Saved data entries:
[START]
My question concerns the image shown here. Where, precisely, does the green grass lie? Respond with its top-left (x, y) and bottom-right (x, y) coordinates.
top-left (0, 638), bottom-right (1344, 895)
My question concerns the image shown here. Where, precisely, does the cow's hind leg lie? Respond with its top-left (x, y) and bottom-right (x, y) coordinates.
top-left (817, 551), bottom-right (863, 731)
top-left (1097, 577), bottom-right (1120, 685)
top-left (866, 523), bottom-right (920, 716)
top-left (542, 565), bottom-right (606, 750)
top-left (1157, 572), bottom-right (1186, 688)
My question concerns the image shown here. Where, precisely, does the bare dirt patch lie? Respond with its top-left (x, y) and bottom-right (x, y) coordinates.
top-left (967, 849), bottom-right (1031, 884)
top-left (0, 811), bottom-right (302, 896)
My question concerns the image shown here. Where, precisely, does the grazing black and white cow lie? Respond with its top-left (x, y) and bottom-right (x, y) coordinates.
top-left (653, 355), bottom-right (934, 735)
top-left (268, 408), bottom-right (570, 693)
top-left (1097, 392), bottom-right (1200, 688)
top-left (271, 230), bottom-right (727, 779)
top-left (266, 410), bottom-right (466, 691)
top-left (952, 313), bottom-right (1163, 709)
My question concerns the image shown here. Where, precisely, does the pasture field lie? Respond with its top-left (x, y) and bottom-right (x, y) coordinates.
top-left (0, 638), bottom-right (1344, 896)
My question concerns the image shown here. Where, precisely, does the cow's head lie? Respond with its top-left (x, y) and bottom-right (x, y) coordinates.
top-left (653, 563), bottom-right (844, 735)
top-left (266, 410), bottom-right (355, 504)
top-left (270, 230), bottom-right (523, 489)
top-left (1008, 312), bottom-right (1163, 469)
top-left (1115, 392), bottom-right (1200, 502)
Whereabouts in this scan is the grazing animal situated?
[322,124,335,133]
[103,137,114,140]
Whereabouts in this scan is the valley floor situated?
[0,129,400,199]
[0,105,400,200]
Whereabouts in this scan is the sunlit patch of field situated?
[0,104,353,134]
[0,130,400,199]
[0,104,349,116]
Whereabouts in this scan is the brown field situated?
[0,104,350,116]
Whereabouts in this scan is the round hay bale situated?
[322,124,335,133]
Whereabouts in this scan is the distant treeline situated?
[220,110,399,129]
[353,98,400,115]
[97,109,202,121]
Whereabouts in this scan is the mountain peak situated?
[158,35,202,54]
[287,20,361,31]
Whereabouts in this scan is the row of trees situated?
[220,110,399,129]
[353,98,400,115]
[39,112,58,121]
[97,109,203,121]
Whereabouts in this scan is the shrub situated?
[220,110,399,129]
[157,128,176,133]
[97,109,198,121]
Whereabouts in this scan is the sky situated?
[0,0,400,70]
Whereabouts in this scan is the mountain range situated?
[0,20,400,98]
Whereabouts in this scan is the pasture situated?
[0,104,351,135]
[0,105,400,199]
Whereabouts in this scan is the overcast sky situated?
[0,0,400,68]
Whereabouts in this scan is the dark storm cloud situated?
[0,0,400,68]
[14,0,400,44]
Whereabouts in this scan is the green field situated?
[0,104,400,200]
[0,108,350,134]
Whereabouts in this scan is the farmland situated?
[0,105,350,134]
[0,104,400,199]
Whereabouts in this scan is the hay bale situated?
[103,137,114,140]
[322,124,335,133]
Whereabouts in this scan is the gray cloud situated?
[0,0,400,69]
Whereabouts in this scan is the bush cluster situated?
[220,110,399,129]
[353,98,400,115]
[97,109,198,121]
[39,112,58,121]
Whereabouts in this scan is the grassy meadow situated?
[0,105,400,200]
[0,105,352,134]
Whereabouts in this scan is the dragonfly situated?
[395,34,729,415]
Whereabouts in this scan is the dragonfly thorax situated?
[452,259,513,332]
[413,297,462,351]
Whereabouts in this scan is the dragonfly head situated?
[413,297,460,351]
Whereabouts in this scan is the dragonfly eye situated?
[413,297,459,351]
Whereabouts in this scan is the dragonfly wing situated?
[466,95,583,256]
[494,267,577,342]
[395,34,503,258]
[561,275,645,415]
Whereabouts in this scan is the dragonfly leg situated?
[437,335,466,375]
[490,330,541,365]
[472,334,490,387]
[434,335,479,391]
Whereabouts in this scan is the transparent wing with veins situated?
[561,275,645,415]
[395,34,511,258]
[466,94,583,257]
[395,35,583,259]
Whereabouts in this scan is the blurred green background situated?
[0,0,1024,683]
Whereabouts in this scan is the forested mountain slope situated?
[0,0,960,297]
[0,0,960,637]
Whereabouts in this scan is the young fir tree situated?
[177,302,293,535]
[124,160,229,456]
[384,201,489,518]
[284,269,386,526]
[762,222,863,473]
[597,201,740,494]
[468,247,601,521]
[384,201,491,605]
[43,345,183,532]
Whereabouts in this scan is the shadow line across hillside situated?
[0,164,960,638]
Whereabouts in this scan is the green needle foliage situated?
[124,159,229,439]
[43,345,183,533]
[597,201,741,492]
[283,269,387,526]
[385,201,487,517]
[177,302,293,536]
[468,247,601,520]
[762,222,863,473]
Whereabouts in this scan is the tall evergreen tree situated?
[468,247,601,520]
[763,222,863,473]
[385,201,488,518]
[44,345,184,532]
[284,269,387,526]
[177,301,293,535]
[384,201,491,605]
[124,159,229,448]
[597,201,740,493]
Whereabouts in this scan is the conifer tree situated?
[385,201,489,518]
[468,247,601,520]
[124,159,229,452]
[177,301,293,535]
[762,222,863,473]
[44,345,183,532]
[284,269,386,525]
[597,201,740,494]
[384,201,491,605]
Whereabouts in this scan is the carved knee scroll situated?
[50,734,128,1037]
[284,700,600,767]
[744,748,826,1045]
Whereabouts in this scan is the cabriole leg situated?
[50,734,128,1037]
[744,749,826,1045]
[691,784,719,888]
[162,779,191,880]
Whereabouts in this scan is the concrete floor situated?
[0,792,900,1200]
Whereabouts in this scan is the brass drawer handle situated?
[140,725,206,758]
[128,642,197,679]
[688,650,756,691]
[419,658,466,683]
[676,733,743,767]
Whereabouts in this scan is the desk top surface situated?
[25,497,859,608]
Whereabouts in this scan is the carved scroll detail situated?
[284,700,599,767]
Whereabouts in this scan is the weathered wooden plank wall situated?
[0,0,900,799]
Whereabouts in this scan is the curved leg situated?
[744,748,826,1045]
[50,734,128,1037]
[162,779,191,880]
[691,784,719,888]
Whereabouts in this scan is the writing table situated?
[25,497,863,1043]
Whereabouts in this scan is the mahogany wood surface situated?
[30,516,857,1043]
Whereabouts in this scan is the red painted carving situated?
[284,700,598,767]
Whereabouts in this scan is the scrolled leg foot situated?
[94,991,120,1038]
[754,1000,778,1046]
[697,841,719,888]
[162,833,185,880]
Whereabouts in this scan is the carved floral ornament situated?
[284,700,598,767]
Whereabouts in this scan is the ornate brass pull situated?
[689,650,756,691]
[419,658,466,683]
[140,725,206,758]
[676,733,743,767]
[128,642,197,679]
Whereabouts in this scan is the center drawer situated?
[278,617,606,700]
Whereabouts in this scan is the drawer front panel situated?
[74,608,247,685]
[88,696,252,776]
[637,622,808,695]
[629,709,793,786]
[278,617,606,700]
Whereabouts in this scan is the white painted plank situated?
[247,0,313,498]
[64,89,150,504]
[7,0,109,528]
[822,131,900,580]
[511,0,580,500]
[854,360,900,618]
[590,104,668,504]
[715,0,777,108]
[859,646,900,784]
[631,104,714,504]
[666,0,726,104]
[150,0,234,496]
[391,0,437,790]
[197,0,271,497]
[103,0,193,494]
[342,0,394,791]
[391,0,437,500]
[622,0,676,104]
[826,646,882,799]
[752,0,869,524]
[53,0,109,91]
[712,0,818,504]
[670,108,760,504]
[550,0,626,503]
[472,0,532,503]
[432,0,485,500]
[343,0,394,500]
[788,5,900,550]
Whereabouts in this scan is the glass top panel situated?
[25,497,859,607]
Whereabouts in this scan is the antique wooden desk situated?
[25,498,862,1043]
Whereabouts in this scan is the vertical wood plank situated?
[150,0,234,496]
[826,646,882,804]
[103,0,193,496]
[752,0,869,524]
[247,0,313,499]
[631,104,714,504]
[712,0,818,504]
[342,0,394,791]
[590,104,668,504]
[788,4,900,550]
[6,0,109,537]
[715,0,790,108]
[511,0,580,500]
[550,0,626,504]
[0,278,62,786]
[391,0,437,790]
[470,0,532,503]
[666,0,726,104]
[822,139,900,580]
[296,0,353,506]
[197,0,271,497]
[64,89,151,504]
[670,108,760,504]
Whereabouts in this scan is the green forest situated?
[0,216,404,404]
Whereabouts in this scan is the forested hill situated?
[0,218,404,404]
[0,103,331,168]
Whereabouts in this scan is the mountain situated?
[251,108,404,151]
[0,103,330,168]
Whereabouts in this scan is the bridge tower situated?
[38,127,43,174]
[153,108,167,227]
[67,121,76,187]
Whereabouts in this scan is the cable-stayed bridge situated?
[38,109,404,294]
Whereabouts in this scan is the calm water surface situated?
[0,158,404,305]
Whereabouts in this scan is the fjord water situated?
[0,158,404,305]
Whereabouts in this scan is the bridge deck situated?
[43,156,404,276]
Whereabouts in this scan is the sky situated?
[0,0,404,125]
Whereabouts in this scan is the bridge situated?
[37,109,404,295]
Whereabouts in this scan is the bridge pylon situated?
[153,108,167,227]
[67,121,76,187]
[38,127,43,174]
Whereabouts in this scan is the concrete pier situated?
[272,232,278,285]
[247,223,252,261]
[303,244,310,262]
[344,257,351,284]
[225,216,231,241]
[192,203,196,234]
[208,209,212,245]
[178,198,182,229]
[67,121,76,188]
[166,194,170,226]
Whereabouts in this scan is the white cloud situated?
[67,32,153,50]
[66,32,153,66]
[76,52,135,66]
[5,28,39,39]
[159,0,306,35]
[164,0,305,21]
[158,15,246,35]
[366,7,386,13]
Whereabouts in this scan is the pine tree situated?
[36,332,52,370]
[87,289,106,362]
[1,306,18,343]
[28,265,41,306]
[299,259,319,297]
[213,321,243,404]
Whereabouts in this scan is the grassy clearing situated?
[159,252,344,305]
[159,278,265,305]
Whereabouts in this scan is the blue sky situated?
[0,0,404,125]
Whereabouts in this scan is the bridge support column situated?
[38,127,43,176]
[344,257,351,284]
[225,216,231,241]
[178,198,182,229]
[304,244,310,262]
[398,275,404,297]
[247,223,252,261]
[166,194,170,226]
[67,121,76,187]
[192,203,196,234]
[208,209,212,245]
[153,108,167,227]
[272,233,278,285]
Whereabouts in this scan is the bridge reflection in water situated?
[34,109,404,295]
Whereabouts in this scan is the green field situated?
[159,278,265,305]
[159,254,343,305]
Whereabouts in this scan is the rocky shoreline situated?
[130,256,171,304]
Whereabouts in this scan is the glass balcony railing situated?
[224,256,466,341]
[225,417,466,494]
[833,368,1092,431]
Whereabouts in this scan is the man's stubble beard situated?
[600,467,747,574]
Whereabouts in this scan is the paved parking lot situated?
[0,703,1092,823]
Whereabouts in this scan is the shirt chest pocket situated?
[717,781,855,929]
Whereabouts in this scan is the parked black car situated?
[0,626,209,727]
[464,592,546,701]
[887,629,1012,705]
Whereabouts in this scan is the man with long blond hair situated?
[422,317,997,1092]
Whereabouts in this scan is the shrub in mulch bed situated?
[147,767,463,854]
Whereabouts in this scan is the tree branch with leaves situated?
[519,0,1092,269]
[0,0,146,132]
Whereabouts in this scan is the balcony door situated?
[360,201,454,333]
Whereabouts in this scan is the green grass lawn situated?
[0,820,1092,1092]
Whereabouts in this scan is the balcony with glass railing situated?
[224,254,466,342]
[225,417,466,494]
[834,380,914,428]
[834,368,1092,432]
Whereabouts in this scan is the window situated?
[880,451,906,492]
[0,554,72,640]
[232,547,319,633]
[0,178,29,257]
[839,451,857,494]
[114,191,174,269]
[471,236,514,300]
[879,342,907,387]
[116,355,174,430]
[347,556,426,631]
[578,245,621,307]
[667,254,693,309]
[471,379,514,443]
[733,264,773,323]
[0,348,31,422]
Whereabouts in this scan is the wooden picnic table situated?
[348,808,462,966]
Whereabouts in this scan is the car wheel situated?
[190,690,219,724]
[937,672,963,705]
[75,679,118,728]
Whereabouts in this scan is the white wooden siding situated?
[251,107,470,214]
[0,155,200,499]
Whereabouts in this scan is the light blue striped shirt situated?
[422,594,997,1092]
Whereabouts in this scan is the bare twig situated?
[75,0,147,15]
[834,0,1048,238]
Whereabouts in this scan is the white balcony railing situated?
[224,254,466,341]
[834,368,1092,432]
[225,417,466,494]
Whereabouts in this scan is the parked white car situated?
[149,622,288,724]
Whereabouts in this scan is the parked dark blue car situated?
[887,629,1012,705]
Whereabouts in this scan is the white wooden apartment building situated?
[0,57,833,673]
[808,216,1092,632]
[END]
= Requirement =
Copy out, line for line and unchanged, the part of the entries that begins with the line containing "Whereabouts in this scan is the green forest" and ends with the line containing "[38,109,404,294]", including both of those lines.

= Solution for this problem =
Whereabouts in this scan is the green forest situated?
[0,216,404,404]
Whereabouts in this scan is the forested hill situated?
[0,218,404,404]
[0,103,331,168]
Whereabouts in this scan is the mountain situated?
[251,108,404,151]
[0,103,330,168]
Whereabouts in this scan is the bridge tower situated?
[38,127,43,174]
[153,108,167,227]
[67,121,76,187]
Whereabouts in this scan is the cable-stayed bridge situated?
[38,109,404,294]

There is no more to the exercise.